▶ [Given task 1]
Answer these from the black grace article, one line each, marked (a), (b), (c):
(a) In which book did Archbishop Fulton J. Sheen call it "black grace"?
(b) What number did the writer phone in 1984?
(c) What is the final track on "I Like Fun"?
▶ [Given task 2]
Please judge whether each statement agrees with the black grace article. Answer yes or no, and quote the words that decide it.
(a) Sheen held that black grace is saving in itself.
(b) The writer last saw the two Johns in person at a concert 20 years ago.
(c) The launch party for the band's first album took place in 1984.
▶ [Given task 3]
Carry the black grace article forward from its last sentence, continuing the interview with John Flansburgh.

▶ [Text]
Collectively, the tracks convey what Archbishop Fulton J. Sheen, in his book “Lift Up Your Heart,” called “black grace” — that “overwhelming sense of emptiness” from a life lived without reference to God. Sheen goes so far as to say that this black grace “might be called the negative Presence of God in the soul.”
For Archbishop Sheen, black grace serves a vital purpose for the nonbeliever, throwing into sharp relief the difference between the world as it is and the world as even the most secular person dimly recognizes it should be.
Although in itself it is not saving, it can lead its recipient to open his heart to the “white grace” of conversion.
On “I Like Fun,” the black grace is most palpable in its final track, “Last Wave.” The narrator is “so tired of waiting.” “My heart is cold,” he adds. “The sky is dark. I’m curled up in the ashes.” Then comes the singalong chorus: “We die alone / We die afraid / We live in terror / Naked and alone / We die.”
I’m nearly a decade younger than Flansburgh and Linnell, but I feel like I have aged with them. I first encountered them in 1984 — I phoned the “Dial-a-Song” number advertised on the back page of the Village Voice and left a gushy message. They responded generously with free recordings for me to play on my high school’s radio station.
Later, I followed them as they won over the New York nightclub scene, and cheered them on at the launch party for their self-titled first album in 1986. At that time, black grace was the only grace I knew.
I last personally encountered the two Johns at a concert 20 years ago — well before my conversion to Catholicism. In conducting phone interviews with each of them for Angelus News, I was personally curious about their present attitudes concerning music, life and faith.
Interview with John Flansburgh
Dawn Eden Goldstein: There’s a lot of joy in what you’re doing.
John Flansburgh: At the core of how we approach things, the most original territory we carve out for ourselves, is this balancing act between a lot of almost opposite things. A lot of things are extremely adult — the concerns of adults, nonadolescent things — and then some very childlike ideas.
There’ll be contrasts between serious and featherweight imagery, or even monolithic lyrics about something gloomy, but the music is bright and melodically driven. The song ends up landing with an audience in an almost kaleidoscopic experience.
I’ve become very aware that our audience thinks of what we’re doing as a celebration, and it’s extremely life-affirming for people. Everybody’s dealing with all the complexities of their lives, and sometimes our songs are meditations on getting through.
And yet, when you put those prosaic thoughts into music, it can become a much more joyous thing.

▶ [Listed entries]
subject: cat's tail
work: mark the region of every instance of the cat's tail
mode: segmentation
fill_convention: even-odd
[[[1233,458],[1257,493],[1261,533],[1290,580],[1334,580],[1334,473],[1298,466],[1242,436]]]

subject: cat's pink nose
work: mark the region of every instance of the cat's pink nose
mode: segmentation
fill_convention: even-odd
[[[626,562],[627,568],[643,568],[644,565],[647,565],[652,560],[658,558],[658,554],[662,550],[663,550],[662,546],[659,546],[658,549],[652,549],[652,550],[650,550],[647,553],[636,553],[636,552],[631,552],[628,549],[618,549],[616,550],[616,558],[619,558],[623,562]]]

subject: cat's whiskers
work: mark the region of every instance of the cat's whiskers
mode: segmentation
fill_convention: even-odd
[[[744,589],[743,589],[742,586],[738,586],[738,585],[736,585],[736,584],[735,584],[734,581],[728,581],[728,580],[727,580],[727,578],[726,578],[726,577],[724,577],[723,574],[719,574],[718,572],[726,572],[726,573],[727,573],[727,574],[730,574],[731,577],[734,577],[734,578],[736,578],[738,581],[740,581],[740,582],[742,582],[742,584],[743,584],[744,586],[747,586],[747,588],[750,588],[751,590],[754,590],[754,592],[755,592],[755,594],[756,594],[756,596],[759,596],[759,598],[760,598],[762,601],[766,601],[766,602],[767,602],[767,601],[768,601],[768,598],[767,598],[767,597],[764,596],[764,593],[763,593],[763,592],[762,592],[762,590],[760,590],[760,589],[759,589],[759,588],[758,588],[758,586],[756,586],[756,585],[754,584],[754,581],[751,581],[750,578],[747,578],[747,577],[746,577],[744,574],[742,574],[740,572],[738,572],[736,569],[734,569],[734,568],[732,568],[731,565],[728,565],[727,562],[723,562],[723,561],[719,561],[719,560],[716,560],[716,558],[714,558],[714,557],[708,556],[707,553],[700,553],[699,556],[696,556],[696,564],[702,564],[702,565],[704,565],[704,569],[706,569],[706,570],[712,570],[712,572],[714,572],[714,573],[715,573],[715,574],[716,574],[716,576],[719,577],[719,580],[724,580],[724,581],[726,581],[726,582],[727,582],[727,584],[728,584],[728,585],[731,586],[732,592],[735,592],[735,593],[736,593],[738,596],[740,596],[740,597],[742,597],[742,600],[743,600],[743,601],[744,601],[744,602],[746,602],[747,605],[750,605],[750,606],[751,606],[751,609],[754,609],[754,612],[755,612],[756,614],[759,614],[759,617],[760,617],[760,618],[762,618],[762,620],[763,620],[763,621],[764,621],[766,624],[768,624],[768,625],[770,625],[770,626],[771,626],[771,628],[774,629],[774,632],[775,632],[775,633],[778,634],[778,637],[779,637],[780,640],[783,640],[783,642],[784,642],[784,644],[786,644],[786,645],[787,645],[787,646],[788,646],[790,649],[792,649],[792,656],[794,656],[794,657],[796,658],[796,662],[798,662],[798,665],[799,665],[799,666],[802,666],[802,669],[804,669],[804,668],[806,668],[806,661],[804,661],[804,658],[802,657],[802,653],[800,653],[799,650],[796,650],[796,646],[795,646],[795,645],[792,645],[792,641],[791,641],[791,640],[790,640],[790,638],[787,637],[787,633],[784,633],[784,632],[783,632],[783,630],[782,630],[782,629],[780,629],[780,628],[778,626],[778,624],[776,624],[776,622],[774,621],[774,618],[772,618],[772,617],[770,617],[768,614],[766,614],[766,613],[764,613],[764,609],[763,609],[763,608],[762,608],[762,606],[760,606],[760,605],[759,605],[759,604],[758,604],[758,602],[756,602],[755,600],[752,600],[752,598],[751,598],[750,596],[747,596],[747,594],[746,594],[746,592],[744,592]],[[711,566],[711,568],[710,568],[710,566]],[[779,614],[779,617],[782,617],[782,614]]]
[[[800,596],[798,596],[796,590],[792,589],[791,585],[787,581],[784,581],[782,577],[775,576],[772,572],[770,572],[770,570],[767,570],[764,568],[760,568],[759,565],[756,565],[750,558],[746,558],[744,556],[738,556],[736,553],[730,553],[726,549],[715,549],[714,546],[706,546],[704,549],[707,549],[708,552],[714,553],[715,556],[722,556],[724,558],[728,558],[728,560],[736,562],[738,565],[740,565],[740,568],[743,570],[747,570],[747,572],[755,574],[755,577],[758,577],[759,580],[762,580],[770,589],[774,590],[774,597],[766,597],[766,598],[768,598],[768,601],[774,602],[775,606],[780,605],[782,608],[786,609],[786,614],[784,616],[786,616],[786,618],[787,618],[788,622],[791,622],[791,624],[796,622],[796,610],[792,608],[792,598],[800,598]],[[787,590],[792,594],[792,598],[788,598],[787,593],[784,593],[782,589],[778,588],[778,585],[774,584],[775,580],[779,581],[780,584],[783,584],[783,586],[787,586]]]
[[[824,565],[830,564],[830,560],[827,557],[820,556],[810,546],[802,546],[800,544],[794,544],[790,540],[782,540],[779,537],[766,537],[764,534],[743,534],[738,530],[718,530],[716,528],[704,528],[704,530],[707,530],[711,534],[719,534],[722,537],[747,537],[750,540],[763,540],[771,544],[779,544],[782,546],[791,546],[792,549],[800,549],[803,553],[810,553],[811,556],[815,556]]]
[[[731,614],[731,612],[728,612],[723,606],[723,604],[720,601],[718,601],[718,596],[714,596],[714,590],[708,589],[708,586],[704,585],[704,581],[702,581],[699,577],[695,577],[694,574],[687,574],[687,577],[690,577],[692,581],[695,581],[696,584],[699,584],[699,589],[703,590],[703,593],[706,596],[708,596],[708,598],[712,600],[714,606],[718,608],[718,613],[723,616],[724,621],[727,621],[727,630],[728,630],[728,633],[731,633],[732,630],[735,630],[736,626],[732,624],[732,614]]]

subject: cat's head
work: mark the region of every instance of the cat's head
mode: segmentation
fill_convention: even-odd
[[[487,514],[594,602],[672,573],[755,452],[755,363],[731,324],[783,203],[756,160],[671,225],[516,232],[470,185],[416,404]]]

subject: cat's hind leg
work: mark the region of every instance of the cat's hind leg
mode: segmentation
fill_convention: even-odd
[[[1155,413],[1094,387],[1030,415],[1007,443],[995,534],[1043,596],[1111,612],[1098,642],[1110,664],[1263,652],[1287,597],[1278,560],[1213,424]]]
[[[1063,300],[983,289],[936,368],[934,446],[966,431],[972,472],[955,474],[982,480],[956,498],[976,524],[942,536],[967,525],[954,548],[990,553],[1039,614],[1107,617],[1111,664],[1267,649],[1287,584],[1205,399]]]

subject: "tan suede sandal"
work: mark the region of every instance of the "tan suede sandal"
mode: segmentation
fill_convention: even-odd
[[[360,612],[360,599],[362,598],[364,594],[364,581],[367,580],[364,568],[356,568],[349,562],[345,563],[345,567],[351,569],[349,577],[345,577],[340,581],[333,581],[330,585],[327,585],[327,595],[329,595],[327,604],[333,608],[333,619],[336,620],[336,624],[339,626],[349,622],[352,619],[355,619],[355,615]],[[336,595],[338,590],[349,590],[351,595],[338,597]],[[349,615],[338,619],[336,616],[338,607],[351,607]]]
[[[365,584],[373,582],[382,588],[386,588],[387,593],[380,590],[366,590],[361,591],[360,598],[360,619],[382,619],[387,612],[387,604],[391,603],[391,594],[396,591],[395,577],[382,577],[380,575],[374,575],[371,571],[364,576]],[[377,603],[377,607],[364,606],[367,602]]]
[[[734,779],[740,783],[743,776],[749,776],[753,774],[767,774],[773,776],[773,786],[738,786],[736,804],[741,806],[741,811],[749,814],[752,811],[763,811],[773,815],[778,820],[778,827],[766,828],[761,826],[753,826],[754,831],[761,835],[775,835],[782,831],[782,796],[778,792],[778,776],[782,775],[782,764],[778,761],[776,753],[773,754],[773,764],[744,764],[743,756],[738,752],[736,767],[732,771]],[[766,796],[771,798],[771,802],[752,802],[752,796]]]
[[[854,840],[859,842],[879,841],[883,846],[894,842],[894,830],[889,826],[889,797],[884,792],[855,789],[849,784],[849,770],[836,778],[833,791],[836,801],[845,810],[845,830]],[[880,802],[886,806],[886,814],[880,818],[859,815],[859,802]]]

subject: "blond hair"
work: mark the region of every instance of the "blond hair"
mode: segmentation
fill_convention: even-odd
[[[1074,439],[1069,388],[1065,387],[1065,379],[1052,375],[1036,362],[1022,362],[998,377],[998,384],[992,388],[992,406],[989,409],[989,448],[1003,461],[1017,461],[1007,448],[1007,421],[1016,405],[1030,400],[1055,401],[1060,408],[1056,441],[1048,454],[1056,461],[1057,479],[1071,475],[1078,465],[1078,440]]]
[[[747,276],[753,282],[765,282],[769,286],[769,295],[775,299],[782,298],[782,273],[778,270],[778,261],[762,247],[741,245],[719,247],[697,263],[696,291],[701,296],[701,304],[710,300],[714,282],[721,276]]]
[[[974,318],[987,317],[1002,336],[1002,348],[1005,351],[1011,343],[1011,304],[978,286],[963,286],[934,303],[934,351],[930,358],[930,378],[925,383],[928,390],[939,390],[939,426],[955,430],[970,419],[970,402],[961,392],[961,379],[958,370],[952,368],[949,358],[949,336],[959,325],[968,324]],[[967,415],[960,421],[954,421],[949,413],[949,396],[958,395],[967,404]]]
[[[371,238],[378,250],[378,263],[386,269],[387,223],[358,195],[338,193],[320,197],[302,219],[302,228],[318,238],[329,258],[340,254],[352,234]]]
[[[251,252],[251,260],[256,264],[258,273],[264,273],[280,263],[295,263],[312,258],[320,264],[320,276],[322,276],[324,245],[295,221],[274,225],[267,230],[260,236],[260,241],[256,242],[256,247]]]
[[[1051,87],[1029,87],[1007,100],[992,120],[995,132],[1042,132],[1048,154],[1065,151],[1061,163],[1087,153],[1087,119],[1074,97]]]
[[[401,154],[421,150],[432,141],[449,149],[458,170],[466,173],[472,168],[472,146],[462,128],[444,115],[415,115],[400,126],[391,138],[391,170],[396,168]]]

▶ [Final result 1]
(a) "Lift Up Your Heart"
(b) The "Dial-a-Song" number advertised on the back page of the Village Voice
(c) "Last Wave"

▶ [Final result 2]
(a) No: "Although in itself it is not saving"
(b) Yes: "I last personally encountered the two Johns at a concert 20 years ago"
(c) No: "the launch party for their self-titled first album in 1986"

▶ [Final result 3]
Goldstein: On your YouTube channel, you have a promotional video for Dial-a-Song that features the tagline, “Get Atheism by Night.”
Flansburgh: That’s just an anagram of They Might be Giants. It’s really not as advocacy so much as we thought it might be fun to have every video end with an anagram of our name.
Goldstein: When your album “Science is Real” came out, some Christians accused you of promoting atheism, and some atheists responded by claiming that you were indeed boosting their cause. How did it feel to be caught in the middle of that?
Flansburgh: The lyric line in the title track is, “I like those stories about angels, unicorns and elves / I like those stories as much as anybody else.” And the truth is, our creative lives are really wrapped up in imaginary things, but also literary things and symbolic things.
I’m not a spiritual person by formal definition, but both John and I think about literary ideas and philosophical ideas, and abstract ideas that are mysterious and elusive, and we’re preoccupied with creative stuff.
Some of it is fantastical; a lot of it is just fictitious. A lot of our songs are written from the point of view of an unreliable narrator.
The lyric might seem cavalier, but I would really beg for people to take it exactly at face value.
Goldstein: As a Catholic, I believe in angels. But I didn’t take that song to mean you were denying truth of the supernatural. I thought you were saying exactly that — there’s the world of imagination, and the world of things we can analyze.
Flansburgh: I feel like there are worlds that can live in harmony with one another pretty effortlessly, and yet it’s become a very politicized thing.
Goldstein: “Last Wave” strikes me as a modern answer to the Beach Boys’ “Surf’s Up,” which is also about dying and surfing. What were you thinking when you wrote it?
Flansburgh: That song is from John Linnell, but for me, it reminds me of our first breakthrough song, “Don’t Let’s Start.” John had this startling line, “Everybody dies frustrated and sad and that is beautiful.” “Last Wave” bookends that idea for me in a new way.
Interview with John Linnell
Dawn Eden Goldstein: You once told Parenting magazine, regarding your children’s albums, that “kids like to hear things that don’t make sense,” as “kids dig mystery.” Does that help explain the appeal to adults?
John Linnell: That’s completely right, although we’ve pointed out in the past that we’re not being deliberately obscure. We like the idea that you can fill in the gaps imaginatively.
There are songs we write where the lyrics are very explicit, and leave nothing to the imagination. Then there are others where there’s a kind of pleasure we take in being oblique. It’s not that there’s a secret we’re concealing; the song itself just doesn’t completely connect all the dots. But that’s what you get.
And in some ways that reflects all of our experiences on earth — sometimes you don’t get the answers. People have to live with mystery.
Goldstein: I asked John Flansburgh about “Last Wave,” and he said it’s kind of a follow-up to “Don’t Let’s Start,” with the lyrics about death.
Linnell: That song was an exercise in trying to write a song based on synchronizing the lyrics to a Run-DMC Aerosmith video. I was looking at the people singing and rapping, and working intuitively off of that, and the lyrics just flowed. There wasn’t really a plan to begin with; it was just what came out of that process.
Goldstein: “I like Fun” has to be one of the most serious songs to have the word “fun” in the title.
Linnell: It does continue a tradition we’ve had of pairing off extremely dark material with something happy. A lot of our songs have poppy, friendly melodies, and the lyrics are much darker.
Goldstein: To me, when you do that, it makes the darker subjects less frightening. Is that a service good music provides?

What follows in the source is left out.